**Items from a dataset:**
%%

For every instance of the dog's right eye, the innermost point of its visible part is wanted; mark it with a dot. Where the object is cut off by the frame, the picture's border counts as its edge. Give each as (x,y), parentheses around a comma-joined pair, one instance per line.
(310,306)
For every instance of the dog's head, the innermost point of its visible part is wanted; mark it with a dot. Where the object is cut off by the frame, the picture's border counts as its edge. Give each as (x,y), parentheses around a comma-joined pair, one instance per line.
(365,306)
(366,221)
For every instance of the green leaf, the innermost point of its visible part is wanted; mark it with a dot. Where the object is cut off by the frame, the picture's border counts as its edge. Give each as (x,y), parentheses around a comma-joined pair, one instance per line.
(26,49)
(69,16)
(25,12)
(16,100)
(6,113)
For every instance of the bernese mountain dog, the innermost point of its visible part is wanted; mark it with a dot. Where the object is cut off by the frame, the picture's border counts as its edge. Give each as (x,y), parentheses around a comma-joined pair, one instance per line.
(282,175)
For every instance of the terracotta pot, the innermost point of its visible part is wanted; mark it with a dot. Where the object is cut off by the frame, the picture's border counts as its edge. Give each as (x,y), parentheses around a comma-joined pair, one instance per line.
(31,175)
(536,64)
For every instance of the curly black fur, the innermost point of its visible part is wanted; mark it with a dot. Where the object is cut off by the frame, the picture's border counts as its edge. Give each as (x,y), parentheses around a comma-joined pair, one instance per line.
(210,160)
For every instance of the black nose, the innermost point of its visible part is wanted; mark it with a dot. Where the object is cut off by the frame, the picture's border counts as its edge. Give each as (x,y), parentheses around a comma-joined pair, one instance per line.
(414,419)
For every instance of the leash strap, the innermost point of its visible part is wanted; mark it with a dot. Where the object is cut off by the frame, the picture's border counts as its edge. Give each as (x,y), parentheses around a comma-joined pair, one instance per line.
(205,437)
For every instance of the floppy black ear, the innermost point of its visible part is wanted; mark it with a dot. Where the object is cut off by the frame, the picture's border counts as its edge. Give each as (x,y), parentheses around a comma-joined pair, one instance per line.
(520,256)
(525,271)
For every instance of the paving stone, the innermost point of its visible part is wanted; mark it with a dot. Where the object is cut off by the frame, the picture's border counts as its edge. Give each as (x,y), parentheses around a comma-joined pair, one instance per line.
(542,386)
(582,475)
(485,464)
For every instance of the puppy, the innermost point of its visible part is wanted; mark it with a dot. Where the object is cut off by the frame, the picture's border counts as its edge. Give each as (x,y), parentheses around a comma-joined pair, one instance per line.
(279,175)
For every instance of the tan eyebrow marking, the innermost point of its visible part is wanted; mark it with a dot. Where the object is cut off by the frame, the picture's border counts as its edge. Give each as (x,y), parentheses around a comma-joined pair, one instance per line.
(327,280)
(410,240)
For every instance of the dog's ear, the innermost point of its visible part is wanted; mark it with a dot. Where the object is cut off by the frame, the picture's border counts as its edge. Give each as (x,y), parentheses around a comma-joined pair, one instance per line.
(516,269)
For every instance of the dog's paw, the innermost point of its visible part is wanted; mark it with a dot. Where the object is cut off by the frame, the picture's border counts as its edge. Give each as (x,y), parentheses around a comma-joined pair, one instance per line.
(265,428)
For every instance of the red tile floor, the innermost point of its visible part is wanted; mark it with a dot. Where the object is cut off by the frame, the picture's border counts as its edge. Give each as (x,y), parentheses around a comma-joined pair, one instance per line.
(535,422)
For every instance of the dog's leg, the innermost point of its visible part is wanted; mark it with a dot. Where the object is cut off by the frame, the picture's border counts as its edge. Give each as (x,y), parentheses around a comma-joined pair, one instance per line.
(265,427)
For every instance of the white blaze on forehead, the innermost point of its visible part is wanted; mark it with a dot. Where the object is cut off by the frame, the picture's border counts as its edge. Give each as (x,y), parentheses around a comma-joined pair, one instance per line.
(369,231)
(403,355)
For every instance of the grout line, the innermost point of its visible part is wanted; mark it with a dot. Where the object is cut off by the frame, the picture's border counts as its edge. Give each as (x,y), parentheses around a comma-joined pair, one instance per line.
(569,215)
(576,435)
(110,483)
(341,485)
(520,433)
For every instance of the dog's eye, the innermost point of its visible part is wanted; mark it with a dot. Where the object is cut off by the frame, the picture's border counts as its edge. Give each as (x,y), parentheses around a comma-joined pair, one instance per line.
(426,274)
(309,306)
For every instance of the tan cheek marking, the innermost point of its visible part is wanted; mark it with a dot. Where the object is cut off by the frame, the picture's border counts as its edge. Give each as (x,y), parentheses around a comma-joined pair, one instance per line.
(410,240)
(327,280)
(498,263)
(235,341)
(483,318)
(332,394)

%%

**PROBLEM TO SOLVE:**
Retype the records in full. Keep every line identical to the original.

**COMPLETE OUTPUT:**
For every instance of the dog's right eye, the innermost point of its visible part is wanted; mark it with a dot. Where the object is cut off by the frame, the picture's border counts as its edge. Give each as (x,y), parentheses around a comma-joined pair, one instance per line.
(310,306)
For every instance of the dog's head, the innermost point of its visible part is wanted; mark it with a dot. Where the object is cut off by the frame, the picture's border counts as its edge. Give each as (x,y), parentheses around a comma-joined pair, one instance per line.
(365,306)
(366,221)
For every instance of the green leaf, the innermost point of its visible part is wanted; mark it with a dot. Where the object is cut off by the frame, the picture's border counts as its edge. Give each as (x,y), parentheses around a comma-joined pair, one instance per line.
(26,49)
(69,16)
(25,12)
(16,100)
(6,113)
For every instance of the bernese mountain dog, the innermost point of its visible part is wanted; mark it with a dot. Where the object is cut off by the frame, the picture's border counts as its edge. Give each as (x,y), parentheses around a comma-joined pair, one instance per line.
(282,175)
For every instance of the terracotta pot, the innermost point of its visible part is wanted; mark it with a dot. Where the object is cut off by the frame, the picture's border counts as its edge. Give each as (x,y), parentheses around a comma-joined pair, one instance per line.
(31,175)
(536,64)
For every instance of the curly black fur, the innermost point of its visible part is wanted; mark it with a dot. Where the object is cut off by the frame, the picture's border counts as its edge. Give each as (x,y), parentheses around a comma-joined pair, one instance per line.
(210,160)
For every instance of the black nose, the innermost point of its visible part is wanted; mark it with a dot. Where the object is cut off by the frame, the picture's border counts as its edge. Give each as (x,y), parentheses around a comma-joined pair, one instance per line.
(414,419)
For every instance of the leash strap, the innermost point of its visible part is wanted; mark it with a dot. Where the object is cut off by the frame, the picture's border counts as its edge. Give each as (x,y), parentheses around a comma-joined pair, one instance per line.
(205,437)
For every instance of the floppy black ear, the innermost point of its visible part is wanted; mark it with a dot. Where the object is cut off by the frame, the picture's border counts as its edge. Give each as (x,y), parentheses around a comma-joined pair, one instance per line.
(520,256)
(525,271)
For every instance of the paving stone, the innermost point of its visible part is wanted; mark it with a dot. Where the object is cut off by the frame, the picture's border counts as its edge. Give each as (x,y), parentheses around a comma-joined pair, one instance per line.
(542,386)
(582,475)
(485,464)
For every instance of the puppy, the innermost point of its visible part is wanted; mark it with a dot. Where the object is cut off by the frame, the picture's border counts as its edge. Give each as (x,y), parentheses around a comma-joined pair, one instance per line.
(279,175)
For every instance of the tan eyebrow marking, the innermost point of its visible part is wanted; mark it with a dot. Where the object is cut off by the frame, the picture's border counts as its edge. Give each as (x,y), parentheses around a comma-joined pair, one instance per line.
(327,280)
(410,240)
For every instance of the dog's ear, the innermost point of its visible part is wanted; mark it with a dot. Where the object is cut off by the frame, the picture's border counts as its edge. Give each as (x,y), parentheses around a comma-joined pair, one instance per line.
(516,269)
For every instance of the dog's paw, the innermost point of its visible part is wanted; mark it with a dot. Where the object is cut off by the frame, the picture's border counts as its edge. Give each as (x,y), parentheses around a comma-joined pair, one instance per line.
(265,428)
For every instance of the red tile floor, the innermost point of its visible part is wanted; mark it with a dot. Where the object is cut off by the frame, the picture's border counts as its edge. Give each as (x,y), parentheses around a comma-joined pair, one instance per line.
(535,422)
For every instance of the dog's leg, the innermost point of its visible part is wanted; mark it with a dot. Where the object is cut off by the frame, the picture's border counts as its edge. Give each as (x,y), parentheses around a comma-joined pair, one instance per line.
(265,427)
For every instance of the white blaze on forehead, the innermost point of its visible part is wanted; mark it with a dot. Where the object is cut off by the frame, the picture's border counts as its edge. Give each as (x,y), parentheses around a comma-joined pair, one instance per line.
(369,231)
(403,355)
For every instance of the grout line, the innermost point of its visible part is wanted; mark it with a dot. Where the object is cut off by the frame, the picture's border counts as its edge. Give each as (x,y), parentheses around a comma-joined pair, one instance per line.
(569,215)
(576,435)
(110,483)
(341,485)
(520,433)
For every instance of the dog's eye, the innermost point of its visible part is wanted; mark it with a dot. Where the object is cut off by the frame, the picture's border counts as its edge. Give each as (x,y), parentheses around a comma-joined pair, one instance per line.
(426,274)
(309,306)
For every instance of the tan cheek marking, the innermost point of its visible part is wanted; mark it with a dot. Where the object is cut off by the frame, the picture's border counts as its edge. Give each as (x,y), parentheses around a comma-joined pair, one instance per line.
(410,240)
(327,280)
(498,263)
(235,341)
(483,318)
(332,394)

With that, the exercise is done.